▸ Exercise aim: Copy out the entire text on pulses prices and irrigation word for word.

(Beginning of Excerpted passage)

Solution lies in increasing irrigation cover on a war-footing and incentivising farmers to produce pulses
At a time when land under irrigation has grown to 50% from 18% in 1950, close to 90% of pulses crops are not covered under irrigation, leaving it to the mercy of rainfall. With deficient rainfall for two years in a row—it was 14% less than the long-period average this year and 12% less last year—the prices of pulses have seen the sharpest spike in a decade. The CPI and WPI inflation of pulses was 46.08% and 58.17%, respectively, in November. A price-spike cycle usually begins with a monsoon shock that hurts domestic production.
The price of any commodity rises when either demand rises or supply falls. In the case of pulses, while demand rose significantly, production fell. Data from National Family Health Survey show that 89% of the population consumes pulses at least once a week, as a source of protein. Consumption spending on pulses rose 12% annually between 2005 and 2012, according to National Sample Survey Organisation data. In real terms, pulses consumption increased by 0.5% while cereal consumption fell 1% between 2005 and 2012. In contrast, production rose from 13.1 million tonnes in 2005 to 18.2 million tonnes in 2011 and thereafter fell to 17.2 million tonnes in 2015. So, with increasing population and rising prices, per capita availability of pulses dropped to 15.3 kg per year in 2013 from 22.1 kg per year in 1951.
Although there has been some policy push to drive the production of pulses in recent years, yields have remained low because of weather shocks and lack of access to latest production technology. The problem is that with every price rise of pulses, the government cracks down on hoarders, augments public distribution system, restricts exports and lines up imports, but fails to pay any heed to the perennial problem of poor irrigation linkage of the crop. The area under irrigation for cereals such as rice and wheat is 60% and 86% of the sown area, respectively. As pulses are a moisture-sensitive crop, which means more water fetches higher yields, efforts to increase irrigation cover on a war-footing and incentivising farmers to move to cultivation of pulses will be a tangible long-term solution. Farmers are not sure of getting stable returns because of high fluctuation in prices, which has led to large-scale substitution of area under pulses cultivation to other high-value crops.

(End of Excerpted passage)
(Beginning of Material supplied)

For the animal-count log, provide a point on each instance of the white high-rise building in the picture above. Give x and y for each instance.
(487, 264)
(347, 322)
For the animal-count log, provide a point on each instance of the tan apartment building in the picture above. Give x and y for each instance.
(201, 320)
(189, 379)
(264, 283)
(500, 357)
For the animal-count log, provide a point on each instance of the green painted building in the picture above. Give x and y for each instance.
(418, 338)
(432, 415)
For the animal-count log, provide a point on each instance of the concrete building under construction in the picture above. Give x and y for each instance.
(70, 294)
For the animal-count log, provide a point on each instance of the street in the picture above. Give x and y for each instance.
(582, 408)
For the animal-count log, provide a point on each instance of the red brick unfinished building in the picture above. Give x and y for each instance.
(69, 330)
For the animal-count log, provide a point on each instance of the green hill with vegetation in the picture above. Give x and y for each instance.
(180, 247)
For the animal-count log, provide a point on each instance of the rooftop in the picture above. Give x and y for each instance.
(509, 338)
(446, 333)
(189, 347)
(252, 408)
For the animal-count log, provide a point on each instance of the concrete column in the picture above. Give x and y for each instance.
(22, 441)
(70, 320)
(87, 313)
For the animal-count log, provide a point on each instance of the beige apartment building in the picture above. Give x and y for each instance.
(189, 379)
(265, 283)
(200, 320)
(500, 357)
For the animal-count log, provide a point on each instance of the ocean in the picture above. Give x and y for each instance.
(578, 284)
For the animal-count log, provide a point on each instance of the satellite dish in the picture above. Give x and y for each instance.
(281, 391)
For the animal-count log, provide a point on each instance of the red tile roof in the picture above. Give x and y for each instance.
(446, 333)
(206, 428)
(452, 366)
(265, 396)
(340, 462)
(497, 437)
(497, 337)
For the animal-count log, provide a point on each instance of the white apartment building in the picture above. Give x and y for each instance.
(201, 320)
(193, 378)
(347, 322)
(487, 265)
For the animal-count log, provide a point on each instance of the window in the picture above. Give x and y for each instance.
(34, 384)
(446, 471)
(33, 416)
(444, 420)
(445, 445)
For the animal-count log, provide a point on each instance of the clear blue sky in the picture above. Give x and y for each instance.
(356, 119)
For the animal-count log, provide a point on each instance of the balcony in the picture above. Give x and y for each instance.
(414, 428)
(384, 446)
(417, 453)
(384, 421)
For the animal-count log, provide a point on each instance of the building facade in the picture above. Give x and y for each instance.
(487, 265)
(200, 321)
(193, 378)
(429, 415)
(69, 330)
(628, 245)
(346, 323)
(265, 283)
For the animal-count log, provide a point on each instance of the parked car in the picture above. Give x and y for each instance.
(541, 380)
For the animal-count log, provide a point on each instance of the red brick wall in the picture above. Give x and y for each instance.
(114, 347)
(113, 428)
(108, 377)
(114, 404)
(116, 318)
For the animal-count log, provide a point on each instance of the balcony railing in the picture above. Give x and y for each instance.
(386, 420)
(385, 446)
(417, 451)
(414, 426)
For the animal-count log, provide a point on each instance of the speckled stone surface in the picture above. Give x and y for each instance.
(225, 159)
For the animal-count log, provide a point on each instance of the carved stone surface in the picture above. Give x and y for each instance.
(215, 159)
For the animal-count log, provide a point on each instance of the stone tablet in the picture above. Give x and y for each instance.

(End of Material supplied)

▸ Output of the exercise:
Solution lies in increasing irrigation cover on a war-footing and incentivising farmers to produce pulses
At a time when land under irrigation has grown to 50% from 18% in 1950, close to 90% of pulses crops are not covered under irrigation, leaving it to the mercy of rainfall. With deficient rainfall for two years in a row—it was 14% less than the long-period average this year and 12% less last year—the prices of pulses have seen the sharpest spike in a decade. The CPI and WPI inflation of pulses was 46.08% and 58.17%, respectively, in November. A price-spike cycle usually begins with a monsoon shock that hurts domestic production.
The price of any commodity rises when either demand rises or supply falls. In the case of pulses, while demand rose significantly, production fell. Data from National Family Health Survey show that 89% of the population consumes pulses at least once a week, as a source of protein. Consumption spending on pulses rose 12% annually between 2005 and 2012, according to National Sample Survey Organisation data. In real terms, pulses consumption increased by 0.5% while cereal consumption fell 1% between 2005 and 2012. In contrast, production rose from 13.1 million tonnes in 2005 to 18.2 million tonnes in 2011 and thereafter fell to 17.2 million tonnes in 2015. So, with increasing population and rising prices, per capita availability of pulses dropped to 15.3 kg per year in 2013 from 22.1 kg per year in 1951.
Although there has been some policy push to drive the production of pulses in recent years, yields have remained low because of weather shocks and lack of access to latest production technology. The problem is that with every price rise of pulses, the government cracks down on hoarders, augments public distribution system, restricts exports and lines up imports, but fails to pay any heed to the perennial problem of poor irrigation linkage of the crop. The area under irrigation for cereals such as rice and wheat is 60% and 86% of the sown area, respectively. As pulses are a moisture-sensitive crop, which means more water fetches higher yields, efforts to increase irrigation cover on a war-footing and incentivising farmers to move to cultivation of pulses will be a tangible long-term solution. Farmers are not sure of getting stable returns because of high fluctuation in prices, which has led to large-scale substitution of area under pulses cultivation to other high-value crops.